• **Текстовый блок**:
========

С такими фактами мне приходилось иметь дело не раз. О них рассказывали не только бывшие «трудмобилизованные», но и дети, внуки тех, кого уже нет в живых. Слушал я их и думал: нет, не о случайностях здесь идёт речь. Сотни тысяч российских немцев умерли голодной смертью в лагерях НКВД, но ни одной их могилы, ни одного официального кладбища вы нигде не найдёте. В большинстве случаев вам даже не укажут, где было место «братского», сотнями в одной яме, захоронения.
Всё это – прямое следствие того же отступничества от человечности, падения нравов в нашем обществе. У народов мира во все времена человеку отдавали дань уважения, провожая его в последний путь. Смерть – одно из священных таинств человечества. Человек и после смерти остаётся ни с чем не сравнимой ценностью. Он продолжает жить в людской памяти, потому что был человеком. Мы же кощунственно и преступно попрали этот общечеловеческий принцип, сбрасывая умерших, как мусор, в ямы и реки.

========

Примеры разметки точками:

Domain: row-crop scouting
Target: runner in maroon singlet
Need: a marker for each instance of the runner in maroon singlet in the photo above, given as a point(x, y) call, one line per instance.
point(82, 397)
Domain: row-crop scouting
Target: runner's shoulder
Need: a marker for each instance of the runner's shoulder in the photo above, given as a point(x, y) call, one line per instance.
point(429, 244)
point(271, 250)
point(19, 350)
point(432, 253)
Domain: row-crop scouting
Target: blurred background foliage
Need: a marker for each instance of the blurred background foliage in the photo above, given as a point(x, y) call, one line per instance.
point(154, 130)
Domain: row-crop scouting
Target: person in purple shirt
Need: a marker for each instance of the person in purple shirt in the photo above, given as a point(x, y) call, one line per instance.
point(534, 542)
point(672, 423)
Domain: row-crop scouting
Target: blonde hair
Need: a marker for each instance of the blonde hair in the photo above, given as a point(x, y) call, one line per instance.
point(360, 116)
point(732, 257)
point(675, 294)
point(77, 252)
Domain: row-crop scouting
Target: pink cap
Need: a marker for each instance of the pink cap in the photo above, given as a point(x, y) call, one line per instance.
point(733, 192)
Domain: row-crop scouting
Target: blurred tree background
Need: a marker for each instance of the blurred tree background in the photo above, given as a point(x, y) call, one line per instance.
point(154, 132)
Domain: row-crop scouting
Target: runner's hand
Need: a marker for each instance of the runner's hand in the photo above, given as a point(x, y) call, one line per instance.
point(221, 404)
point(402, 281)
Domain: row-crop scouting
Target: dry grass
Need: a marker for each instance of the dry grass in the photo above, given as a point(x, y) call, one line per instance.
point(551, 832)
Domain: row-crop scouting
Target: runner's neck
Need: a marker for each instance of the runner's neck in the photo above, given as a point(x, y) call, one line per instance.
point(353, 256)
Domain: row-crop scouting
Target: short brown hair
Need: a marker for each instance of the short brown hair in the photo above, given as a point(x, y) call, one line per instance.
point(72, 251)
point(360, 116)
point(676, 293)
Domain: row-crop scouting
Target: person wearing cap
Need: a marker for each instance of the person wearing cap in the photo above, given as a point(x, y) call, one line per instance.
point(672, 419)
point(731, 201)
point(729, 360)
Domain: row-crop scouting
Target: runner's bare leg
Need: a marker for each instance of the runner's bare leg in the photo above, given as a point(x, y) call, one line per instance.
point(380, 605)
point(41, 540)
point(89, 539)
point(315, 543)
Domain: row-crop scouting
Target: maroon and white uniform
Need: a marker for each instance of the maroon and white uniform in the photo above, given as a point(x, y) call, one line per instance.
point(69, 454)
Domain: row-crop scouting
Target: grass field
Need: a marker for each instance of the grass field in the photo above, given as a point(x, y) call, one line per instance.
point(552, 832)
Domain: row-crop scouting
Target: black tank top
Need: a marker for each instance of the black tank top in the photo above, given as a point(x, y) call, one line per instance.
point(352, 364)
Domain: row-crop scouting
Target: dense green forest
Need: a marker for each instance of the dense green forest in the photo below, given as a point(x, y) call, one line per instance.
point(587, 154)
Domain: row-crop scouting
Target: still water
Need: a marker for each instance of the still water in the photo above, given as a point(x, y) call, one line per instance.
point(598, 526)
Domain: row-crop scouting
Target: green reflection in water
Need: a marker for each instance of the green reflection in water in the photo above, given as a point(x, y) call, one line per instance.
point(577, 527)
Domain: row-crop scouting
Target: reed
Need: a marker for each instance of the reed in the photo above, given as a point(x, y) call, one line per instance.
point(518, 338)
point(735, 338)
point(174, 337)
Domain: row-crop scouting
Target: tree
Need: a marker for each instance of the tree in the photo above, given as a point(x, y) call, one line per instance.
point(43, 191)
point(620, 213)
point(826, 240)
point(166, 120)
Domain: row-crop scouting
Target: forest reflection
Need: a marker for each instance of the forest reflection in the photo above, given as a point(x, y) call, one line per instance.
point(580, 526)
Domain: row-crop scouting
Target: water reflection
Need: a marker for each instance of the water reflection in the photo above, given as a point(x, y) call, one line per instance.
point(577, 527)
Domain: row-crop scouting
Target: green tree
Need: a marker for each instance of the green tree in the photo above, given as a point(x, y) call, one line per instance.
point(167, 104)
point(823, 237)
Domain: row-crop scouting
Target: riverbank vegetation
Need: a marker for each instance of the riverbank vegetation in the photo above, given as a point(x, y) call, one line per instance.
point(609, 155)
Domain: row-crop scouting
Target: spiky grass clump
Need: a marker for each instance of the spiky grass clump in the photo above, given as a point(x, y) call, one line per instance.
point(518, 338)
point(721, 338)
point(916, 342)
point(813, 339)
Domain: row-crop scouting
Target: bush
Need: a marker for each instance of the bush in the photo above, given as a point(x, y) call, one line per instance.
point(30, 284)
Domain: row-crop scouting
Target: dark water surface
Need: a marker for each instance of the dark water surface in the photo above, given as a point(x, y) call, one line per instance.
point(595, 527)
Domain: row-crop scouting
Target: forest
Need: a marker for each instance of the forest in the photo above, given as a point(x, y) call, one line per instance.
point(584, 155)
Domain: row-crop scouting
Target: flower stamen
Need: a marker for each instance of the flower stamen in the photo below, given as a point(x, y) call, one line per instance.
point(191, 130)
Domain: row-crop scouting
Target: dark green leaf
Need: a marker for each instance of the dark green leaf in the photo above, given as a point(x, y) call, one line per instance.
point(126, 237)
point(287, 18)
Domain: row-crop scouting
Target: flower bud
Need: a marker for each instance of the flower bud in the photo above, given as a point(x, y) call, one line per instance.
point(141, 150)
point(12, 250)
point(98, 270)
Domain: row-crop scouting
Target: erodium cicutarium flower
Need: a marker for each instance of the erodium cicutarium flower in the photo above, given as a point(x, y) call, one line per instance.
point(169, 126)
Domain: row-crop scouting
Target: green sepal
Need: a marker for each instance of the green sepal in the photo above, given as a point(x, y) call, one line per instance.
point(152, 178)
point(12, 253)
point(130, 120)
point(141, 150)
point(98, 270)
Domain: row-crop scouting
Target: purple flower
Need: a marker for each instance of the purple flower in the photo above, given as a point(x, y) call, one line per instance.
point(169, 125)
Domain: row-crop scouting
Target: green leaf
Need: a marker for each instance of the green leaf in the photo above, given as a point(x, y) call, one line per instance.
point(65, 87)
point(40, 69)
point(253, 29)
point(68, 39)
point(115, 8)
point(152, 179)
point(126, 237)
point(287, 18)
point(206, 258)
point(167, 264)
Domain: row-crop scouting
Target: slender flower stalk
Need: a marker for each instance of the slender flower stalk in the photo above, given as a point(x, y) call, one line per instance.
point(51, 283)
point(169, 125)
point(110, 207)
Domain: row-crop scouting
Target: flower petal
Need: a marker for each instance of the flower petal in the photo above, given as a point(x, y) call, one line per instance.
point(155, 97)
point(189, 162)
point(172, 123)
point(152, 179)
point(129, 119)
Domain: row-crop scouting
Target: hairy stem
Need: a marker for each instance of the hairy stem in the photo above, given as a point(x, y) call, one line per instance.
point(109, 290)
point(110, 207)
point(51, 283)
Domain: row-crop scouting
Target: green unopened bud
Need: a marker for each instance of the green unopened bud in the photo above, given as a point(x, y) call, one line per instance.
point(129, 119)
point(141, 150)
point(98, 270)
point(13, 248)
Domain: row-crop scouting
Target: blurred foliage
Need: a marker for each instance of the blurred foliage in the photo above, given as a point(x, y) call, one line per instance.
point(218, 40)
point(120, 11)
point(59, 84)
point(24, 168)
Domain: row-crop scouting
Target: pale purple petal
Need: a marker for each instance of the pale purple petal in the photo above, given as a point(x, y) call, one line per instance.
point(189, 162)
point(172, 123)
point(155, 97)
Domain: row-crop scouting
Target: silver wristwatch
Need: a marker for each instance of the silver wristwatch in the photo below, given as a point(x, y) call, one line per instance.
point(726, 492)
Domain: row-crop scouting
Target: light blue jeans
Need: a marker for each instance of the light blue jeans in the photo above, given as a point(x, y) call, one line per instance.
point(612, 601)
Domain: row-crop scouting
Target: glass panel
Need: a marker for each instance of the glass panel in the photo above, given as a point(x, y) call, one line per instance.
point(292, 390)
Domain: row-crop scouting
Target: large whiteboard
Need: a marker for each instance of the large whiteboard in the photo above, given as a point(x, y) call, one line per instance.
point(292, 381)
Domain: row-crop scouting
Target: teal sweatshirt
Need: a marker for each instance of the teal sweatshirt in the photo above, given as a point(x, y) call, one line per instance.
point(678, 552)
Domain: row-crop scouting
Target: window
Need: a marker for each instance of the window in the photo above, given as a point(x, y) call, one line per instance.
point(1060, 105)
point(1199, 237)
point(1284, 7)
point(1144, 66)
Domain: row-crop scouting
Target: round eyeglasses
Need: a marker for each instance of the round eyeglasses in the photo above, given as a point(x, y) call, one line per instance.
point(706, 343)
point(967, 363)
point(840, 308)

========

• **Письменное задание**: Перепечатайте текстовый блок целиком, не меняя в нём ни слова и ни одного знака. Опирайтесь только на текстовый блок.

• **Ответ на задание**:
С такими фактами мне приходилось иметь дело не раз. О них рассказывали не только бывшие «трудмобилизованные», но и дети, внуки тех, кого уже нет в живых. Слушал я их и думал: нет, не о случайностях здесь идёт речь. Сотни тысяч российских немцев умерли голодной смертью в лагерях НКВД, но ни одной их могилы, ни одного официального кладбища вы нигде не найдёте. В большинстве случаев вам даже не укажут, где было место «братского», сотнями в одной яме, захоронения.
Всё это – прямое следствие того же отступничества от человечности, падения нравов в нашем обществе. У народов мира во все времена человеку отдавали дань уважения, провожая его в последний путь. Смерть – одно из священных таинств человечества. Человек и после смерти остаётся ни с чем не сравнимой ценностью. Он продолжает жить в людской памяти, потому что был человеком. Мы же кощунственно и преступно попрали этот общечеловеческий принцип, сбрасывая умерших, как мусор, в ямы и реки.